▶ SOURCE MATERIAL
┌────────
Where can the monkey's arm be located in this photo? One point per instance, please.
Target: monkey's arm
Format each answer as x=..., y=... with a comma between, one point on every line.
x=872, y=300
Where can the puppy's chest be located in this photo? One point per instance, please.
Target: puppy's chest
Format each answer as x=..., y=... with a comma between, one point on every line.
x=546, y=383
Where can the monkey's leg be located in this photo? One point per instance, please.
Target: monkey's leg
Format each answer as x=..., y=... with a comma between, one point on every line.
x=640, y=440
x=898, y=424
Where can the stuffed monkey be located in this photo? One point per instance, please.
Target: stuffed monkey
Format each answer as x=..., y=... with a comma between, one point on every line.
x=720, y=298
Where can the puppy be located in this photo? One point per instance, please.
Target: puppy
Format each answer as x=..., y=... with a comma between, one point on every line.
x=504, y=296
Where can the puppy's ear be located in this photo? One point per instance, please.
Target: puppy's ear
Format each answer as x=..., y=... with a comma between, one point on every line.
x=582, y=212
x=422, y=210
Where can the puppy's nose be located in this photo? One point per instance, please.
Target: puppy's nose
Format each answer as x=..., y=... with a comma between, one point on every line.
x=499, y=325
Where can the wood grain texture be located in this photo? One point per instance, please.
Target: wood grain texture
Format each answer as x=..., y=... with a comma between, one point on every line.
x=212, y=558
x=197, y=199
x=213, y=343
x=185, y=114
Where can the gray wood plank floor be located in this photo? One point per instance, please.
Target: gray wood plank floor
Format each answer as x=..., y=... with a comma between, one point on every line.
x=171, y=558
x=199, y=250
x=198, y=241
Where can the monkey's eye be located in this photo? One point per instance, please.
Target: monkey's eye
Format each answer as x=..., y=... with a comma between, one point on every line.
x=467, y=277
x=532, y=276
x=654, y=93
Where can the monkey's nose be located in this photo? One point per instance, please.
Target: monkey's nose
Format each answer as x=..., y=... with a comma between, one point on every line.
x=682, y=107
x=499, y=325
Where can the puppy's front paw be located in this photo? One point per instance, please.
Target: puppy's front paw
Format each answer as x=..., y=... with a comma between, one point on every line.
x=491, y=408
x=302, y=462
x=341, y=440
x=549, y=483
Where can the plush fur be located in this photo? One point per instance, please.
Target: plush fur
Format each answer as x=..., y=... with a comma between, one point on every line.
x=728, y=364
└────────
▶ AIM OF THE EXERCISE
Copy the listing above, swapping each "puppy" for "kitten" and keeping everything else the same.

▶ EXERCISE ANSWER
Where can the monkey's arm be located in this photo? One point per instance, please.
Target: monkey's arm
Format each answer as x=..., y=... with a comma between, one point on every line.
x=872, y=300
Where can the kitten's chest be located in this photo? One point per instance, please.
Target: kitten's chest
Format each answer as x=..., y=... with a comma between, one point on every line.
x=546, y=383
Where can the monkey's leg be located in this photo? One point per instance, please.
Target: monkey's leg
Format each answer as x=..., y=... with a comma between, one point on every line.
x=640, y=440
x=898, y=424
Where can the stuffed monkey be located in this photo? One point per instance, please.
Target: stuffed monkey
Format each answer as x=..., y=... with a comma between, one point on every line.
x=720, y=298
Where can the kitten be located in this photo? One point per instance, please.
Target: kitten
Format each answer as x=..., y=... with a comma between, one point on every line.
x=504, y=296
Where can the kitten's ear be located in this photo? One point per instance, please.
Target: kitten's ear
Format each answer as x=..., y=... with a comma between, one point on every line.
x=582, y=212
x=422, y=210
Where can the kitten's nose be located in this photo? One point per instance, please.
Target: kitten's nose
Format each answer as x=..., y=... with a comma between, one point on every line.
x=499, y=325
Where can the wood grain texture be located in this photo? One point per instance, please.
Target: wood grain texture
Format each answer as x=..., y=... with a comma between, one point on every line.
x=212, y=558
x=197, y=199
x=213, y=343
x=185, y=114
Where can the gray wood plank floor be located in this photo? One point per instance, please.
Target: gray wood plank floor
Format each answer as x=..., y=... with a comma between, one point on every line.
x=171, y=558
x=199, y=250
x=198, y=241
Where can the monkey's eye be located in this photo? One point per instance, please.
Target: monkey's eye
Format each answer as x=..., y=... with a comma between, one point on every line.
x=467, y=277
x=532, y=276
x=654, y=93
Where can the monkey's nose be located in this photo? One point per instance, please.
Target: monkey's nose
Format each answer as x=..., y=... with a comma between, one point on every line.
x=682, y=107
x=499, y=325
Where can the kitten's front paw be located in this photo? One point per instance, please.
Target: kitten's front paw
Format each answer as x=..., y=... with a comma between, one point on every line.
x=491, y=408
x=302, y=462
x=341, y=440
x=549, y=483
Where can the plush fur be located in this photo? One point per instance, please.
Target: plush fur
Format each answer as x=..., y=... with a comma between, one point on every line.
x=728, y=364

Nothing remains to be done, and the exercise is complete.